健康な歯は全ての国民にとって切実な願いでありながら、有効な手段がとられていないというか、
有効な手段が知られていないのが現実です。長年の夢が叶い、
2002年4月の保険規則改正により歯のメインテナンスが大幅に改善されました。これが正し
く運用されれば夢のような成果が得られることを確信しています。しかし、患者さんのみならず歯科
医自身もそのメインテナンスの効果と重要性を認識していないために恩恵を享受する道のりは険しい
ことが予想されます。
メインテナンスの基本は、ただ単に毎月歯医者に通って歯石除去(スケーリング)を行うことで
す。「黙って座って、毎月歯石を取って帰って!」と時には乱暴な言い方を診療室で言うこともあ
りますが、その効果は絶大です。
歯石やプラークを排除することにより歯周疾患(歯槽骨の崩壊)を最小限に食い止める一方で、
衛生士が綿密な診査を行います。学校検診や企業検診のように劣悪な条件での検診と違い、明るい
照明の下で汚れを排除しながら、全ての歯に触れながら時間をかけて(約15分程度)診査します。

_作業項目 A_. 歯のメインテナンスについての文章から、「健康な歯は全ての国民にとって」から「りますが、その効果は絶大です。」までを、両端も含めて一字も変えずに書き写してください。
_作業項目 B_. 歯のメインテナンスについての文章によると、歯のメインテナンスが大幅に改善されたのは、いつの何の改正によるものですか。
_作業項目 C_. 歯のメインテナンスについての文章の続きを、最後の文のあとから書いてください。

_提供資料_.

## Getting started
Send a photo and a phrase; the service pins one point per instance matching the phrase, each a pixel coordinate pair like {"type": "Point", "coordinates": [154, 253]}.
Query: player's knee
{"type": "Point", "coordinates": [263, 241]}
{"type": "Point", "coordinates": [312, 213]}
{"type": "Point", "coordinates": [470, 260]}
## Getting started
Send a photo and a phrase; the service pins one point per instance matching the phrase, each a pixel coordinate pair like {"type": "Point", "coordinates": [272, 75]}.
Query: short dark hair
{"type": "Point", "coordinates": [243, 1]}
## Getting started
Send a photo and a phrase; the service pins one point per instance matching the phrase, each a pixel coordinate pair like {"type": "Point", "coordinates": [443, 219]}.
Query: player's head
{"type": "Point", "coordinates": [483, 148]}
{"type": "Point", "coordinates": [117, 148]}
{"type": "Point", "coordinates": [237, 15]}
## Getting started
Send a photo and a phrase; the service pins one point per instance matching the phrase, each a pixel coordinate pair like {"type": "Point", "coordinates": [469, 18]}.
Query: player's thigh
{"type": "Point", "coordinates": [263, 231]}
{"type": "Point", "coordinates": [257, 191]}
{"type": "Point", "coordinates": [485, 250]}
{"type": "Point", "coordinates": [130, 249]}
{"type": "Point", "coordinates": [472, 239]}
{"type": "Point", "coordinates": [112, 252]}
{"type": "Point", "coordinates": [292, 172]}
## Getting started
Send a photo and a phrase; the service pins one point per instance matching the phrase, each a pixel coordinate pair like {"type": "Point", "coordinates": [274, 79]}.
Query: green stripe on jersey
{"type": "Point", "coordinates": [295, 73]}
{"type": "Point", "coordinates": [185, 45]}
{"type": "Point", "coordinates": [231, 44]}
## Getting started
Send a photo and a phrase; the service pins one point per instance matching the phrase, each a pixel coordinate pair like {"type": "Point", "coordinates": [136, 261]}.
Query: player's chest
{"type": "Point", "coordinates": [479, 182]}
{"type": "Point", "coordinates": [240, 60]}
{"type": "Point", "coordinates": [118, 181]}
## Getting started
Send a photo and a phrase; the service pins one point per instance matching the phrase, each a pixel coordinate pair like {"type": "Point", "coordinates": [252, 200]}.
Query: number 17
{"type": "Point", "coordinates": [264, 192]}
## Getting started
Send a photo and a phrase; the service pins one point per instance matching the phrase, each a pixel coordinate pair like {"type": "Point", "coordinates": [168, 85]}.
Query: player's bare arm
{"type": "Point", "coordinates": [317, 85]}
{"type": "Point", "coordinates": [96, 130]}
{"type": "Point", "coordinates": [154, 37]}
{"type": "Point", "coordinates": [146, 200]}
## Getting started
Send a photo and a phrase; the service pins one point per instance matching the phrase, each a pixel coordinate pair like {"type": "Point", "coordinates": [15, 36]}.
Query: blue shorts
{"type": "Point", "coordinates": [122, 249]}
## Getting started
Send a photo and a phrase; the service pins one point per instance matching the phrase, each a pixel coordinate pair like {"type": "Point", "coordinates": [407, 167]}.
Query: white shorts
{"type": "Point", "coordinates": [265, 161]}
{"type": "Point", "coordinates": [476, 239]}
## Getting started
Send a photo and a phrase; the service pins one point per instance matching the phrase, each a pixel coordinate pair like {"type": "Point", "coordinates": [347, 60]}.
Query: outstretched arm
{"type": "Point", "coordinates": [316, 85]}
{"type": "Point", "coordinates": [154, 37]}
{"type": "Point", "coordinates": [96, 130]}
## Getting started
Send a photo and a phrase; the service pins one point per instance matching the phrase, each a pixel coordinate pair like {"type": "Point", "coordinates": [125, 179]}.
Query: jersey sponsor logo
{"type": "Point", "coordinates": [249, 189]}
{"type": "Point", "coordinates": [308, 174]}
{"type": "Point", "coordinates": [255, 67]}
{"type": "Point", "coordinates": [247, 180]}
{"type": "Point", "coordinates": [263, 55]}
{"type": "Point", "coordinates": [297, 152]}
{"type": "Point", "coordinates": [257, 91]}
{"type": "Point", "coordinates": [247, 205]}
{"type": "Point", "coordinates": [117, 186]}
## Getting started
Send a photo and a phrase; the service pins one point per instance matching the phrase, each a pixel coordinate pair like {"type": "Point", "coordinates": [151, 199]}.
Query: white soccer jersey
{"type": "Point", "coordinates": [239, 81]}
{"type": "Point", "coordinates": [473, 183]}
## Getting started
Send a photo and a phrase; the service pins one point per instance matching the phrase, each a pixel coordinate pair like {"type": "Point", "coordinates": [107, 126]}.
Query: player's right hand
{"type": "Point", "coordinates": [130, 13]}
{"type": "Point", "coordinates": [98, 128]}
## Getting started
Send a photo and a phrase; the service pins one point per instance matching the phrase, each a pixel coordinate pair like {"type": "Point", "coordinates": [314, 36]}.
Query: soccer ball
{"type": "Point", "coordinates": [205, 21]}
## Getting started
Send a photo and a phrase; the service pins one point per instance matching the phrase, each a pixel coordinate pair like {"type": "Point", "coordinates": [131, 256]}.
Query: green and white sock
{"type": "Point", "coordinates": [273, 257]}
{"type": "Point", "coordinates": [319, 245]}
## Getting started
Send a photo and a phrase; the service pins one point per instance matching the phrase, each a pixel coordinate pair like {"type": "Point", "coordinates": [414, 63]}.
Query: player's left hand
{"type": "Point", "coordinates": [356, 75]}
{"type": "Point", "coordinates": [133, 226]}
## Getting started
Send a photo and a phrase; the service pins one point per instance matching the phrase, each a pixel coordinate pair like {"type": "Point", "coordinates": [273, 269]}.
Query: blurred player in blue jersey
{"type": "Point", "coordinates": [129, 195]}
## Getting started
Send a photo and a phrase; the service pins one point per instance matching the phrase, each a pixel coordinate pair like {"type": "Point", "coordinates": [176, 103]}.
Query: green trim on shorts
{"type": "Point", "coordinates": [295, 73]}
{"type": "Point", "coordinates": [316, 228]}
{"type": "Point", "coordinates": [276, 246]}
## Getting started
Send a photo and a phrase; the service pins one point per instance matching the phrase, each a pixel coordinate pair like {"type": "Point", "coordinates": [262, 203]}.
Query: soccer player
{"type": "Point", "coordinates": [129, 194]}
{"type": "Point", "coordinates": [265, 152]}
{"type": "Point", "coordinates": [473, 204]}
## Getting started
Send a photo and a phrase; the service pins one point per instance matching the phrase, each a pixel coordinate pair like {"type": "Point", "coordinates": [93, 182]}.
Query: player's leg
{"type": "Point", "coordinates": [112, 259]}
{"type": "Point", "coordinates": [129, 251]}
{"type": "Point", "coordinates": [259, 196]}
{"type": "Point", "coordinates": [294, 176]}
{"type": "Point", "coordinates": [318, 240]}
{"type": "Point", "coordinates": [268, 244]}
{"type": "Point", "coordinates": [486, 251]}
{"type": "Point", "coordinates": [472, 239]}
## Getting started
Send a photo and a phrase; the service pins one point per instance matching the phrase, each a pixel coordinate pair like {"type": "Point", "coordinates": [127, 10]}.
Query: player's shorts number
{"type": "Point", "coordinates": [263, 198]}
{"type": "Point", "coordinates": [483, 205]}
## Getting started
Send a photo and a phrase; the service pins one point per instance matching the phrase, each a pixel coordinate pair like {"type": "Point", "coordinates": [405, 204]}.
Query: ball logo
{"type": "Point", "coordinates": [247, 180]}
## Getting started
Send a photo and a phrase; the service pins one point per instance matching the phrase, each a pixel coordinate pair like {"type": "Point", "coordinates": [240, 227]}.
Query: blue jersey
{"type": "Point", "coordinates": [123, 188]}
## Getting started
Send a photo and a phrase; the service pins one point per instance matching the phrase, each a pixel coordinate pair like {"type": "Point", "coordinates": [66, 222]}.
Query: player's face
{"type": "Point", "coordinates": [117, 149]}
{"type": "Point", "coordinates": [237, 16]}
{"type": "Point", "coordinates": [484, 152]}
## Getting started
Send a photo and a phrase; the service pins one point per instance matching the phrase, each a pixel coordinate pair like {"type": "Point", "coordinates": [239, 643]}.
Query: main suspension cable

_結果 A_.
健康な歯は全ての国民にとって切実な願いでありながら、有効な手段がとられていないというか、
有効な手段が知られていないのが現実です。長年の夢が叶い、
2002年4月の保険規則改正により歯のメインテナンスが大幅に改善されました。これが正し
く運用されれば夢のような成果が得られることを確信しています。しかし、患者さんのみならず歯科
医自身もそのメインテナンスの効果と重要性を認識していないために恩恵を享受する道のりは険しい
ことが予想されます。
メインテナンスの基本は、ただ単に毎月歯医者に通って歯石除去(スケーリング)を行うことで
す。「黙って座って、毎月歯石を取って帰って!」と時には乱暴な言い方を診療室で言うこともあ
りますが、その効果は絶大です。

_結果 B_. 2002年4月の保険規則改正です。

_結果 C_.
歯肉状態や知覚過敏の程度は勿論のこと、汚れに埋もれた小さなムシ歯やインレー・クラウン
の周辺や内部まで診査して二次カリエスや脱離の有無をチェックします。時には患者さんの方から
「今は何ともないけど、2週間前にココが腫れていました」という訴えもあります。そのような
情報はとても重要です。レントゲンを撮ってみると、歯石やクラウンの脱離がみつかります。完全
に脱離するまで放置していたとすれば、歯牙崩壊が著しく使い物にならなくなる歯も発見が早けれ
ば何事もなかったかのように修理することも可能です。
その結果、20年経っても歯牙喪失や歯槽骨破壊が全く認められないことは無論のこと、抜髄した
り新たなクラウン(銀歯)を装着することなく過ごすことも可能です。
「日本人は銀歯ばっかりで、獅子舞の歯みたい」と先進国から酷評されていますが、20年後に
は見違えるような効果が現れることを予感いたします。テレビの宣伝にあるようなキシリトールの
効果よりも、実は検診制度に健康の秘訣が隠されていたことを通観しています。